The problem – Count the lines in the records that contain the word "metal" and give only that number.

Provided records –
** begin **

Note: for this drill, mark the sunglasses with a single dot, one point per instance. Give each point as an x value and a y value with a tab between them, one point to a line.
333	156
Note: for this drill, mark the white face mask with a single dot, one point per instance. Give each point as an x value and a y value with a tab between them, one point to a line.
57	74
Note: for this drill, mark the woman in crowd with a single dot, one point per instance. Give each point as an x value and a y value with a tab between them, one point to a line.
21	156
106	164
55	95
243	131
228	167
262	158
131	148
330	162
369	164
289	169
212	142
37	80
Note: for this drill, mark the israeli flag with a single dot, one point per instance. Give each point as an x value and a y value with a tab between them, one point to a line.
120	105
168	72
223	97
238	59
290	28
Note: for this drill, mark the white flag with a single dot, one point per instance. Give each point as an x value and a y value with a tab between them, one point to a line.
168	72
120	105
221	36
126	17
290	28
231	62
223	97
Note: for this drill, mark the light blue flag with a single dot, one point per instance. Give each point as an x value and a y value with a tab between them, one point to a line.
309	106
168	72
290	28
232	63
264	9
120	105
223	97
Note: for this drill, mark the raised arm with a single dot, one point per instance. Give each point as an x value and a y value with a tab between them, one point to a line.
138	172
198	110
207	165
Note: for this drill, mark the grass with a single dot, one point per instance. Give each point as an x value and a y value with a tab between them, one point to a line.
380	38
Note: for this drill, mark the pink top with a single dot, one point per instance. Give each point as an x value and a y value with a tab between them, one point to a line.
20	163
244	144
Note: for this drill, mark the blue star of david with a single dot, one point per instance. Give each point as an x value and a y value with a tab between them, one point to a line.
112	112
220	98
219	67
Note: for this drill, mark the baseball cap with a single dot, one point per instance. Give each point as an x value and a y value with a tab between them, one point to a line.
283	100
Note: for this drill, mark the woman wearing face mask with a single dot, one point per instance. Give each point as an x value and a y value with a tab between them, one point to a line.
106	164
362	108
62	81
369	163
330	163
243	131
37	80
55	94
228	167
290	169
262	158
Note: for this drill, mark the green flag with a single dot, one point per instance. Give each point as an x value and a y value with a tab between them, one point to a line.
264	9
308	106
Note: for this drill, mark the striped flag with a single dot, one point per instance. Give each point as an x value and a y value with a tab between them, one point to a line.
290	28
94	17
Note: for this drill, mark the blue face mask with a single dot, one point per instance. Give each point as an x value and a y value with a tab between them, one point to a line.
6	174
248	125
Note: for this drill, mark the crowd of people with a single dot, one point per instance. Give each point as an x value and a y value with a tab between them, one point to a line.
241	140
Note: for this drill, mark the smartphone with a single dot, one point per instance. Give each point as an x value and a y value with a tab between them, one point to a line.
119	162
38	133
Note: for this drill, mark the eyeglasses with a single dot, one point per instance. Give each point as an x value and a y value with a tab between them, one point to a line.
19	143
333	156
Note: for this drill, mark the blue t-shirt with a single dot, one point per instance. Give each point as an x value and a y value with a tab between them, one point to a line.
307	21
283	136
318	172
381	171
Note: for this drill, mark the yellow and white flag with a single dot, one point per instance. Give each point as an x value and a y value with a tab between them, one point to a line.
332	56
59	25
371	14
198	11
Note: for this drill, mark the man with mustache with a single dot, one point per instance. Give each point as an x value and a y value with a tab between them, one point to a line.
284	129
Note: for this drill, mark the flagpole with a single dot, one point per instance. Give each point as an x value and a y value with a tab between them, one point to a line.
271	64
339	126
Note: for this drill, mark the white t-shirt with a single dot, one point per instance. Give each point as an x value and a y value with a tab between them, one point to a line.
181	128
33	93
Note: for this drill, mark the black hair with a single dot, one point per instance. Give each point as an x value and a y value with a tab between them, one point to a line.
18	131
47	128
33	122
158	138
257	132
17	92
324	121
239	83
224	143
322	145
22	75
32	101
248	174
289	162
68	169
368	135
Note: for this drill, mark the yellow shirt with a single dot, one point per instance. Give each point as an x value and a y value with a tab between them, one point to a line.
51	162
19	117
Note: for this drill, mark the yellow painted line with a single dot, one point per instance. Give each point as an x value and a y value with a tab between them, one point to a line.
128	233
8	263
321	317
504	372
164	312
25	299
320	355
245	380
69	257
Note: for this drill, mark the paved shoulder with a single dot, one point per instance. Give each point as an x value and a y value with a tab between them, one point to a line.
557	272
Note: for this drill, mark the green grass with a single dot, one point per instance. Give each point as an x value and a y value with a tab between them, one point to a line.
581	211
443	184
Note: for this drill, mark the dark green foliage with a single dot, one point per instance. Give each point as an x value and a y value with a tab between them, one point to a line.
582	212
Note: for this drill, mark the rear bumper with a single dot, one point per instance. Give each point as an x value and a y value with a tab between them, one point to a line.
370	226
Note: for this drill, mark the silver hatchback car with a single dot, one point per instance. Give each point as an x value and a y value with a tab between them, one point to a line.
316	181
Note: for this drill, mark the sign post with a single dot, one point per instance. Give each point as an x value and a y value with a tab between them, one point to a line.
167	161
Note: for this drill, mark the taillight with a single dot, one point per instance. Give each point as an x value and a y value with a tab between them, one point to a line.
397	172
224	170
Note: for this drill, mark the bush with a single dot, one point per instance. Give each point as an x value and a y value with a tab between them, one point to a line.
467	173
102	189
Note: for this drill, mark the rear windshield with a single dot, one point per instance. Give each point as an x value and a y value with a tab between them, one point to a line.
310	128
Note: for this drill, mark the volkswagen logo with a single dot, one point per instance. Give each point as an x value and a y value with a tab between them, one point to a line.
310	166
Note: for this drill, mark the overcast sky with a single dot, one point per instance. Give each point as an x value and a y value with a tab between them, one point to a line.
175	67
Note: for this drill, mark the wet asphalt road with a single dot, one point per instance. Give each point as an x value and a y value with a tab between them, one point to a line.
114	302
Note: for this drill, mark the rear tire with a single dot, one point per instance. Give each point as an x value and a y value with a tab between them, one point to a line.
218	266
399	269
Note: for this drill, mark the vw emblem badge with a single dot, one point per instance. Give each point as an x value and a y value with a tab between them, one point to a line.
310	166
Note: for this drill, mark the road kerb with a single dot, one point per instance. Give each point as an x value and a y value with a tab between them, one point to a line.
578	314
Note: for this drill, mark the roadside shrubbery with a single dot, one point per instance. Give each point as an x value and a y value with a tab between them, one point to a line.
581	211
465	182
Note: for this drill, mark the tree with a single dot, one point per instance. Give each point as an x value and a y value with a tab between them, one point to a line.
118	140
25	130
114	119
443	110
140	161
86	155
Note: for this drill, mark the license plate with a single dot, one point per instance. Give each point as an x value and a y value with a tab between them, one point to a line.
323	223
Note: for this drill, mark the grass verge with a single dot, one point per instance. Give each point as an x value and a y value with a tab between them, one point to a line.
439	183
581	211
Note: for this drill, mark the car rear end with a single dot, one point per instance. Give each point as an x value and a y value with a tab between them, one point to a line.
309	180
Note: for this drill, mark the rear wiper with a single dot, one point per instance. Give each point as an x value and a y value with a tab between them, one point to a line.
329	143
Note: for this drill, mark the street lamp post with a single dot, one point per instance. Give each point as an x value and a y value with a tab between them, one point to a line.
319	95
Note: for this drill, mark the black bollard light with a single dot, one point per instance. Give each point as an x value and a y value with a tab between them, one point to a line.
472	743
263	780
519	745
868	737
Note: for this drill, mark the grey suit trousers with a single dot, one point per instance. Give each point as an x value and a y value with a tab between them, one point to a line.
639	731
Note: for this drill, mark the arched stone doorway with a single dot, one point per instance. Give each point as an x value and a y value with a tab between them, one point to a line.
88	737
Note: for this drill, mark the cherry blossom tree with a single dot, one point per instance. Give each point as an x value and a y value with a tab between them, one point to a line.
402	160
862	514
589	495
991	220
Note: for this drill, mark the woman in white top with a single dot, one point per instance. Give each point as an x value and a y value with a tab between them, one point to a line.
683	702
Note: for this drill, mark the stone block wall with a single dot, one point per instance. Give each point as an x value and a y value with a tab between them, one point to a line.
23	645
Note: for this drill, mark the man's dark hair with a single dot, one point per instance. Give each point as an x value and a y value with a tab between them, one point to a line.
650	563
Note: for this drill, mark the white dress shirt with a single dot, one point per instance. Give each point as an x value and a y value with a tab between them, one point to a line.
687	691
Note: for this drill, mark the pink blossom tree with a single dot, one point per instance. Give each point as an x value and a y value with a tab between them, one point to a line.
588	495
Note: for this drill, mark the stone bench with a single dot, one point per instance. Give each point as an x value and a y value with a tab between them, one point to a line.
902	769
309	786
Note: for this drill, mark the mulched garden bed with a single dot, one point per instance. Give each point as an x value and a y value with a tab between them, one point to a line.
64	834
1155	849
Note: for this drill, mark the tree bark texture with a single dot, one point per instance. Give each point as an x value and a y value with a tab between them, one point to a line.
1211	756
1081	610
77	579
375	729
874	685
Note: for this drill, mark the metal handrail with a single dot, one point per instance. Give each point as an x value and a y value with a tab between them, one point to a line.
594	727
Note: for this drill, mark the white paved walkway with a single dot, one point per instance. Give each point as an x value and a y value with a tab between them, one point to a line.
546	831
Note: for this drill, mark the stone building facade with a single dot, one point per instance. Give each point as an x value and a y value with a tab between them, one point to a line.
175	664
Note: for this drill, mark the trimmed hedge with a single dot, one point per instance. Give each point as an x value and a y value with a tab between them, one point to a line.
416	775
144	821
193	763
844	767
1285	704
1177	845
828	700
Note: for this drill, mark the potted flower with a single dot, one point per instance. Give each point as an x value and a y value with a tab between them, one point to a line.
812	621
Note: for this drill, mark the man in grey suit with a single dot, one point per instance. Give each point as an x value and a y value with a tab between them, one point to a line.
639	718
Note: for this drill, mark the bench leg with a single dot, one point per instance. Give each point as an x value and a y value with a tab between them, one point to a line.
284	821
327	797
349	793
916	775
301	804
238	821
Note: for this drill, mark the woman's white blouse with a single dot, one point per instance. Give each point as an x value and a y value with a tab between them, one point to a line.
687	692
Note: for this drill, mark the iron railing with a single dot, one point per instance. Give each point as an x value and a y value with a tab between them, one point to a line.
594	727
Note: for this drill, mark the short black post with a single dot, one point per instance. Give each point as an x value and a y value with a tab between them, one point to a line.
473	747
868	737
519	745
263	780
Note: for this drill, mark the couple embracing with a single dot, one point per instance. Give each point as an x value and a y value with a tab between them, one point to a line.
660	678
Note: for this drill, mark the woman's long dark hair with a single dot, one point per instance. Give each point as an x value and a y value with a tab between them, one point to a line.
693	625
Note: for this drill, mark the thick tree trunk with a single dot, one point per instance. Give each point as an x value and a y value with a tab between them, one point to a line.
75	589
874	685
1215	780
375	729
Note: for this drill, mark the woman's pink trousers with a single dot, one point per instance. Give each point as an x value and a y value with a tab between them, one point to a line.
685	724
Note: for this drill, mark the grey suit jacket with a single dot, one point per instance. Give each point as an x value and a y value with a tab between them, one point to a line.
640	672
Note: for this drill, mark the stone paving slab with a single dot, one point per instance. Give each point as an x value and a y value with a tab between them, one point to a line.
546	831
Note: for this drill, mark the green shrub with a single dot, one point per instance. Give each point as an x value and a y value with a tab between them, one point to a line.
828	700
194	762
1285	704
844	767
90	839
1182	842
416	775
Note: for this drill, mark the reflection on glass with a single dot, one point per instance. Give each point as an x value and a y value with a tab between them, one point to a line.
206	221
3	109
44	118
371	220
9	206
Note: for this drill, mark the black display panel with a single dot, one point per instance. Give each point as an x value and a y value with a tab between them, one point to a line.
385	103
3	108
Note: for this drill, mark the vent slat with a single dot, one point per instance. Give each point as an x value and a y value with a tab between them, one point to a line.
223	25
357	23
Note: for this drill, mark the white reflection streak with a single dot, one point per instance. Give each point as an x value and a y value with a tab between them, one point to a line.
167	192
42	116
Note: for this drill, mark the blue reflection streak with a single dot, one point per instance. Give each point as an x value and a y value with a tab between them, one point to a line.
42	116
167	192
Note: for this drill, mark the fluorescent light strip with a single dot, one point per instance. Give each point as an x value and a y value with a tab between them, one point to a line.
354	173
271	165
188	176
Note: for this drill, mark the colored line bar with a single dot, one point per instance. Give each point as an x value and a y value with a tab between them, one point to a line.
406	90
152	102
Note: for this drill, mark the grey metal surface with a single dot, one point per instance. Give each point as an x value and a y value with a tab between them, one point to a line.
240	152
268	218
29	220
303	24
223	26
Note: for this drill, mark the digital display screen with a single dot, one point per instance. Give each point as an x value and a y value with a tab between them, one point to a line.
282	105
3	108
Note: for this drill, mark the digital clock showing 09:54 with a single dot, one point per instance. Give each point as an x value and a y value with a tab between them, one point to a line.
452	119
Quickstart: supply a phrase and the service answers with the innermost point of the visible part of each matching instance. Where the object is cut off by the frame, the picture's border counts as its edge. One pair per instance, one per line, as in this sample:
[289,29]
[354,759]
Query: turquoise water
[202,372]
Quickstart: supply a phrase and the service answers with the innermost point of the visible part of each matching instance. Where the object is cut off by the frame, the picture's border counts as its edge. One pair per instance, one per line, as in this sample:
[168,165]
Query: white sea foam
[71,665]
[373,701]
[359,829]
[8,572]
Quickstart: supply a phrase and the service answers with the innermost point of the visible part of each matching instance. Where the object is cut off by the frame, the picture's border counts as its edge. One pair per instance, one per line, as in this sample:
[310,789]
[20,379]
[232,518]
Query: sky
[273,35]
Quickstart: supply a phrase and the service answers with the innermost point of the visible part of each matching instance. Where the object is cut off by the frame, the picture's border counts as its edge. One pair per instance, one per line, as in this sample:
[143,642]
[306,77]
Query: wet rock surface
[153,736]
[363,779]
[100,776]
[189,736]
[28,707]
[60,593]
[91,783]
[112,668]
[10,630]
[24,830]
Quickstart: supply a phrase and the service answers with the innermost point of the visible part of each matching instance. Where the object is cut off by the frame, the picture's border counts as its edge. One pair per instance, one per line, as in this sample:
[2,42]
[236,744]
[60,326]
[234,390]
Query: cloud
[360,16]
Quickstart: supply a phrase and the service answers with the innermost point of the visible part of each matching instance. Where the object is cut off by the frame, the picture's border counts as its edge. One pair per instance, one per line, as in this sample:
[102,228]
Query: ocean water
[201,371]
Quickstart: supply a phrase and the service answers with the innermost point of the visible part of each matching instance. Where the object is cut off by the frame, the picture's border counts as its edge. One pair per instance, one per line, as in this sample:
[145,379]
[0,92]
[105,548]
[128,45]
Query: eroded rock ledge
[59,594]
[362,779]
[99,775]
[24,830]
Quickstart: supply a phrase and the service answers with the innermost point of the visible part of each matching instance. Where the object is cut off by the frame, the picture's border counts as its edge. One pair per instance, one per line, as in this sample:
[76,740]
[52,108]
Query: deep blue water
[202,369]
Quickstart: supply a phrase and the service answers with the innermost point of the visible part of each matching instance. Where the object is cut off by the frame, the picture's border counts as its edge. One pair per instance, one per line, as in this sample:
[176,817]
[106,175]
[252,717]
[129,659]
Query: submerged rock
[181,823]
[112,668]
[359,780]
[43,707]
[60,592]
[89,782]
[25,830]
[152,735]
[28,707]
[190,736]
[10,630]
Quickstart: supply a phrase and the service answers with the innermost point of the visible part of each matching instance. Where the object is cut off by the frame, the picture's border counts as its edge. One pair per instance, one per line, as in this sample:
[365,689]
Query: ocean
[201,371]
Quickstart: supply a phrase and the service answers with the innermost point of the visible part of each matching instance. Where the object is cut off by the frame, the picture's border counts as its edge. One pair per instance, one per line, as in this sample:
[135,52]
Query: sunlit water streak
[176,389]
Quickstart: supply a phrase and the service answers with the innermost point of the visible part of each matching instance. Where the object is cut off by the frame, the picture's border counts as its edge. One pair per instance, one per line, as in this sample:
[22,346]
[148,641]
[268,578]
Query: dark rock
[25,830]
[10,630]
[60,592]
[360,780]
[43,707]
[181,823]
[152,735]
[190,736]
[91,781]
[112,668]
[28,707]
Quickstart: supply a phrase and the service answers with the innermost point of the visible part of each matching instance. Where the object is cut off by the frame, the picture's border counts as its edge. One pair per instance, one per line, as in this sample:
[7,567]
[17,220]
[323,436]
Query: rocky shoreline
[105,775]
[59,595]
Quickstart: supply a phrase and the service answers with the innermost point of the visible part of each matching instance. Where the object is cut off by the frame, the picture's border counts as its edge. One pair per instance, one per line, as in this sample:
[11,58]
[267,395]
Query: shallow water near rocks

** end **

Answer to the task – 2